**FRAGMENTO**
::::::

Es un escenario un poco angustioso, ¿de dónde debe venir, entonces, la solución a la crisis ecológica?

Todo lo que se puede hacer es minimizar los costes o intentar reducirlos. Esto implica actuar en la producción, en el consumo, en el cambio de las teorías económicas… Y en pensar en cómo hacerlo con formas democráticas y evitando que la desigualdad aumente. Si miramos las cumbres del clima, es destacable el desajuste inmenso entre la grandilocuencia de la retórica y la pequeñez de la medidas. Se dice que estamos ante el gran problema del mundo que plantea la necesidad de un cambio civilizatorio, y luego ¿cómo respondemos a eso? Con impuestos o tasas sobre el carbono, y con algún ajuste cultural. Hay una desproporción tan grande entre la descripción del problema y las medidas que se proponen que no tiene el mínimo sentido.

En el libro también habla de la necesidad de relocalizar, ya que en un contexto de globalización donde todo está interconectado cualquier problema local de repente se convierte en global y lo paraliza todo. ¿Debemos volver a la mirada local?

Es inevitable, desglobalizar es una de las cosas que pasarán. Porque para conectarlo todo necesitas muchos recursos y mucha energía, y si comienza a escasear, se debe empezar a desconectar. La tradición de la sociología es muy rica y nos enseña que la localización tiene algunas virtudes y algunos problemas. La virtud: hay más fuerza en la comunidad, y menos en el individualismo, se tiene más capacidad de control sobre el entorno, y aunque no es una garantía, sí que es más probable que los recursos locales en manos de la comunidad local se utilicen de manera sostenible. Pero también tiene algunos inconvenientes: más control de la libertad individual para la comunidad, más presión sobre la diversidad de los individuos, más posibilidades de caciquismo, por ejemplo… En el libro no lo he desarrollado, pero sí apuntado, todas las nuevas ideas que van naciendo alrededor de la relocalización como algo positivo se tienen que elaborar teniendo en cuenta los diferentes aspectos de la cuestión. Y todas esas ideas que aparecen ahora de la cuidad de los 15 minutos, el quilómetro cero o el neoruralismo no dolo hay que pensarlas desde en aspecto idílico exclusivamente, porque si no existe el peligro de ir introduciendo respuestas muy poco realistas, desde mi punto de vista.

¿Hay una cierta idealización en la idea de la vuelta al mundo rural?

Hay una enorme idealización. Creo que es un tema que debería tratarse más seriamente, pero no se puede construir una teoría sobre la base de experiencias de segmentos socialmente mal definidos, por ejemplo de clases medias urbanas que dicen: ah, pues me voy, me compro una parcela, hago queso ecológico y teletrabajo en mi oficio en el sector de servicios avanzados. Y después tenemos la otra cara de la vuelta al campo que se ha producido también durante la pandemia. En todo el subcontinente asiático se había producido una migración muy fuerte de las zonas rurales a las cuidadores o zonas de expansión económica, como los Emiratos Árabes, y con el cierre de la pandemia se rescindieron los contratos y millones de personas han tenido que volver a su pueblo, del que habían salido. Pero en sus pueblos de origen no tienen nada y están viviendo de programas de distribución de alimentos del gobierno. Esto también es neoruralismo, pero en el otro extremo. La cosa de volver al campo como respuesta a situaciones de crisis no es nueva, es más vieja que la tos. Hace falta construir un marco conceptual o teórico capaz de dar cuenta de todos los aspectos de la cuestión, de un extremo al otro. Esto implica un cierto redimensionamiento y revalorización del sector primario, del campo frente a la ciudad. Yo con eso estoy absolutamente de acuerdo. Ahora, cuando te planteas si idealizas demasiado el peligro de estar simplificando y estar induciendo falsas soluciones es muy grande también. Es un tema del que se tendría que trabajar más a fondo.

::::::

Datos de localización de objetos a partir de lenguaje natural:
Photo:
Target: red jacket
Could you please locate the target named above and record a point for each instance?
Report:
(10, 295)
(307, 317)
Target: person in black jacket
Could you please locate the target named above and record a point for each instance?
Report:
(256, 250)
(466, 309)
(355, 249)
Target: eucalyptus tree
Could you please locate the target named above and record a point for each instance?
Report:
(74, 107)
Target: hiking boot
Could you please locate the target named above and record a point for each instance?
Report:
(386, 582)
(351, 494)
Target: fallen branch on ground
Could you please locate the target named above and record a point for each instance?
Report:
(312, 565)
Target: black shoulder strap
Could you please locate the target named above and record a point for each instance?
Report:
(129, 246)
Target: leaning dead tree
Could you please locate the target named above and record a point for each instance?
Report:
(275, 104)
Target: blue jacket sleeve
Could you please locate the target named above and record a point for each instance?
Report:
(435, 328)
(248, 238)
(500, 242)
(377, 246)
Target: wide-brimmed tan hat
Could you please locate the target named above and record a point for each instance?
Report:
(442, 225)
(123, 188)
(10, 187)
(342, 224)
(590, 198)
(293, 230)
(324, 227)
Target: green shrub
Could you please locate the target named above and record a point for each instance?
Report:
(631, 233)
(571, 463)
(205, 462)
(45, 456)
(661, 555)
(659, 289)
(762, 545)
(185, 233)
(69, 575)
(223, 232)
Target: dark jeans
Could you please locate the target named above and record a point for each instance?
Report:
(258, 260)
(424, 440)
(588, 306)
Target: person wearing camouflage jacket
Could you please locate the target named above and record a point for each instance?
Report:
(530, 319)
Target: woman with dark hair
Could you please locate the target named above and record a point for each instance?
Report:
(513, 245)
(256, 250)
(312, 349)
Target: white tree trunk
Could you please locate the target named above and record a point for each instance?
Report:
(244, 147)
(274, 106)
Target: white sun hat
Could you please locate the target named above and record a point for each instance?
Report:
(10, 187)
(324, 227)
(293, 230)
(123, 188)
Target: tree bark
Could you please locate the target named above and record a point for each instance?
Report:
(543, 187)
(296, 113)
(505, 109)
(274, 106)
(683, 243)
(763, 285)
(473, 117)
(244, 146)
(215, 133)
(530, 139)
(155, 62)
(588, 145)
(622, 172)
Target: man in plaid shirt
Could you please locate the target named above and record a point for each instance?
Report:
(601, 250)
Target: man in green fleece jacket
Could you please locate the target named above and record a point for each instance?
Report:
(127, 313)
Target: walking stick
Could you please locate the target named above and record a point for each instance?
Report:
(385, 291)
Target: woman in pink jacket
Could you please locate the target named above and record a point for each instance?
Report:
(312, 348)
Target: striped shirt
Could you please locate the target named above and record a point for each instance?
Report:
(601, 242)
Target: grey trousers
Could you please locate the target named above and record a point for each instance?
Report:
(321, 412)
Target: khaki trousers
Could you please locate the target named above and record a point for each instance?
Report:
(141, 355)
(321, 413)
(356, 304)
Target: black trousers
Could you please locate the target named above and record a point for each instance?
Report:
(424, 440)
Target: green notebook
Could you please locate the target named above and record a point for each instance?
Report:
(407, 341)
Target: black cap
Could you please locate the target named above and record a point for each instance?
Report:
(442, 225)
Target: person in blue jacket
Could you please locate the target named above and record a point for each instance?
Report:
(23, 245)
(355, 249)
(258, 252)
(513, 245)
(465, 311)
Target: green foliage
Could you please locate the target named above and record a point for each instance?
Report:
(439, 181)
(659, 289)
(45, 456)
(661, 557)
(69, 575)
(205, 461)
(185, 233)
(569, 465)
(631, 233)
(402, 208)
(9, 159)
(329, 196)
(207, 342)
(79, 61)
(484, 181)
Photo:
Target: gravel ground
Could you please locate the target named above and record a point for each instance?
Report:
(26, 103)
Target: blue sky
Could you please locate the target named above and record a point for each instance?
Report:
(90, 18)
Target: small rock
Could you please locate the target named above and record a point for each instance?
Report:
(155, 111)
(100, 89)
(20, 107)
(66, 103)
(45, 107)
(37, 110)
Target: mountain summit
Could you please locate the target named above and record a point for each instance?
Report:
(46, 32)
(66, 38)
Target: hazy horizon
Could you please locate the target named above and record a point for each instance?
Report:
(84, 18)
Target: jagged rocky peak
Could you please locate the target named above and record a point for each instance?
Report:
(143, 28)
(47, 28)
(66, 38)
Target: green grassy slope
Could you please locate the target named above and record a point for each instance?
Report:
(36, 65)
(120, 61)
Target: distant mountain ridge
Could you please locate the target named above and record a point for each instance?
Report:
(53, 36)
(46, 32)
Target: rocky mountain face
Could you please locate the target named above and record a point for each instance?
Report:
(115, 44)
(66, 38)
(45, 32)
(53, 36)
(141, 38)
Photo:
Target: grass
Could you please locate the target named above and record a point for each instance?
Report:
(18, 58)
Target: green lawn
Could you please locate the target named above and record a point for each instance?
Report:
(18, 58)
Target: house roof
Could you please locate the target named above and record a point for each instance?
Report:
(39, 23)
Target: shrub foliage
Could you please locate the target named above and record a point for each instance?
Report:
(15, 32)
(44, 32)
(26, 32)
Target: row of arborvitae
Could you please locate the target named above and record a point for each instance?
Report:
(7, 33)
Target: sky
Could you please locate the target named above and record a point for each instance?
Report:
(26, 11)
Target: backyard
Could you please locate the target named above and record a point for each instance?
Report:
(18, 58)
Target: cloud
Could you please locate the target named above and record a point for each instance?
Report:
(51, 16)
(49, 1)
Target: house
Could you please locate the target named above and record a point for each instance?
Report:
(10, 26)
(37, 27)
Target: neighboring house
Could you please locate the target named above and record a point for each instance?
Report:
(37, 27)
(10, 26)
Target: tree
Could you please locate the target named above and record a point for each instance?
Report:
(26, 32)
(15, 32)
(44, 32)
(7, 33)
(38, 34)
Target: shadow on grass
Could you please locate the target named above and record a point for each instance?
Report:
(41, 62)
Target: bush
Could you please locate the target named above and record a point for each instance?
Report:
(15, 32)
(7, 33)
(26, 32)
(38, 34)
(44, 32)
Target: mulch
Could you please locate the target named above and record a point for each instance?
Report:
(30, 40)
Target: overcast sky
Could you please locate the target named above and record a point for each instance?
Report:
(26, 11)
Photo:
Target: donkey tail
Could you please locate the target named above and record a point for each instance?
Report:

::::::

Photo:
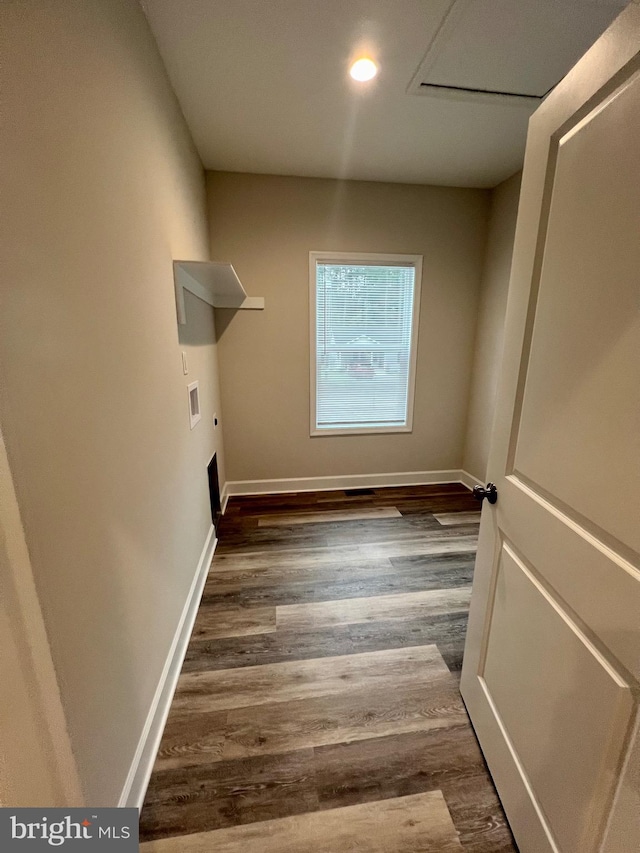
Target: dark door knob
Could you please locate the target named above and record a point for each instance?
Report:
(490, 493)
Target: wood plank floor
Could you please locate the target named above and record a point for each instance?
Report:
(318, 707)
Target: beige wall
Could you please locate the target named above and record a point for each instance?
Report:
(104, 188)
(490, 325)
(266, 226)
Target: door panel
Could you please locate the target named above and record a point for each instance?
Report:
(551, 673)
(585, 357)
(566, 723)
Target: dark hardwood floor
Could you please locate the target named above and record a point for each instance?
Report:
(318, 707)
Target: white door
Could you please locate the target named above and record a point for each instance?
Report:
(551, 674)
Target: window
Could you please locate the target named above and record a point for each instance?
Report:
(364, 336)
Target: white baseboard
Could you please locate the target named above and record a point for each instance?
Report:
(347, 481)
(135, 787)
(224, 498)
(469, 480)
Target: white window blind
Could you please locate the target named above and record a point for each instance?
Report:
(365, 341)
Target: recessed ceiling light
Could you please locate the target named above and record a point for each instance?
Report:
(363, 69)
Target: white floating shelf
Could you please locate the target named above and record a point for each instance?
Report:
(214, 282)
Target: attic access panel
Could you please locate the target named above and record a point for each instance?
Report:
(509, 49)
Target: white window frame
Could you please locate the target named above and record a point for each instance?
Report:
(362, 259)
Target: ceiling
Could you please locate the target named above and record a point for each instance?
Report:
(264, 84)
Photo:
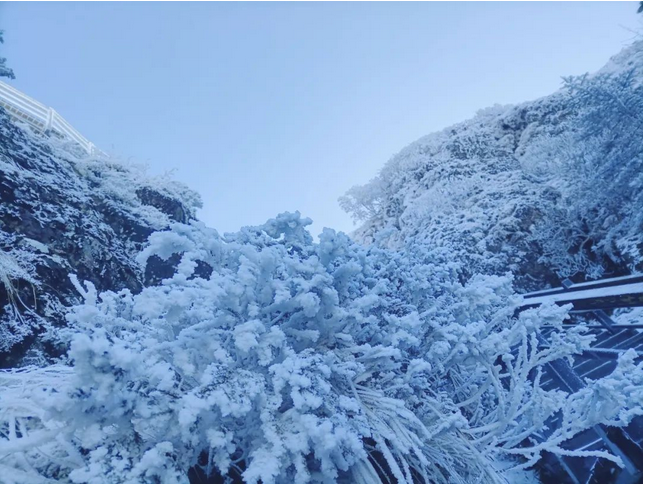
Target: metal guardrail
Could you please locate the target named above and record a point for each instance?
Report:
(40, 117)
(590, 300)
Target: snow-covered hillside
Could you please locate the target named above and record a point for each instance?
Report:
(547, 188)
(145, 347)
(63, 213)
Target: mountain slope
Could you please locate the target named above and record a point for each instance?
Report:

::::::

**LO QUE HARÁS**
(A) Según el fragmento, ¿con qué medidas se responde en las cumbres del clima a lo que se describe como el gran problema del mundo?
(B) Resume el fragmento en dos oraciones.

**RESPUESTAS EN ORDEN**
(A) Con impuestos o tasas sobre el carbono y con algún ajuste cultural.

(B) El fragmento sostiene que ante la crisis ecológica solo cabe minimizar o reducir los costes, y critica la desproporción entre la grandilocuencia de la retórica en las cumbres del clima y la pequeñez de las medidas que se proponen. Considera además inevitable la desglobalización, señala virtudes e inconvenientes de la localización y advierte de una enorme idealización en la vuelta al mundo rural, para la que hace falta construir un marco teórico que dé cuenta de todos los aspectos de la cuestión.